Working data:
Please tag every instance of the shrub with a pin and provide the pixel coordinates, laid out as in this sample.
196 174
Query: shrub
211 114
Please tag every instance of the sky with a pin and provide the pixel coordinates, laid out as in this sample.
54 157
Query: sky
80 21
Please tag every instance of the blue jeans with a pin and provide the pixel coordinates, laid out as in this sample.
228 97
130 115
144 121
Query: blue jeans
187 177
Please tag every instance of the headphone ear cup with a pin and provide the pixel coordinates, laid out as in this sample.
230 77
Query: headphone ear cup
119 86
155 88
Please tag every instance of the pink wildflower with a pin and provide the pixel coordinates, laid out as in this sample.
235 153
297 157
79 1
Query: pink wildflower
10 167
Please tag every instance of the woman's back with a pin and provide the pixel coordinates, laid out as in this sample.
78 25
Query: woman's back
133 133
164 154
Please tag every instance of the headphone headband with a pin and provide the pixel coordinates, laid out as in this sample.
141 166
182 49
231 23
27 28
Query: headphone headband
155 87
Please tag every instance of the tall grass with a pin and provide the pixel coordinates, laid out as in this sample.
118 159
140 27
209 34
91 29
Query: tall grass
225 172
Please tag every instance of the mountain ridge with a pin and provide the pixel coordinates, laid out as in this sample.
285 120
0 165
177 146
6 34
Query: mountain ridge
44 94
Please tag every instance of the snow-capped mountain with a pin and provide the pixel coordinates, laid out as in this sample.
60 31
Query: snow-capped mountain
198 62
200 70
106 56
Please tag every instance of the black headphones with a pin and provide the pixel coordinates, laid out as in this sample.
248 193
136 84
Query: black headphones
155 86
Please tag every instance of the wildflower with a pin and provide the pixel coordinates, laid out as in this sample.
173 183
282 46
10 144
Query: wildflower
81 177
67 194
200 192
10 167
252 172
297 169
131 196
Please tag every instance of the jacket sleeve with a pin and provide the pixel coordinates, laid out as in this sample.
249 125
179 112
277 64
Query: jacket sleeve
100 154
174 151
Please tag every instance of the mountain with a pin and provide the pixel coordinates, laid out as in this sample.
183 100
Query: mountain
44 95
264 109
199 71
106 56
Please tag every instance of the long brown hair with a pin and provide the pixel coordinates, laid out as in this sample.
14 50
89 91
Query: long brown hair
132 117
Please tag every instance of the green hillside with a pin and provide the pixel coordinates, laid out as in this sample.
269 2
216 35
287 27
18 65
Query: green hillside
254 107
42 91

Goal of the exercise:
Copy out everything from the line containing "Please tag every instance of the green" down to the end of the records, both ends included.

Full answer:
Please tag every instance of the green hillside with a pin and provide the pixel coordinates, laid out as in this sample.
269 2
216 35
287 27
18 65
Query: green hillside
254 107
42 91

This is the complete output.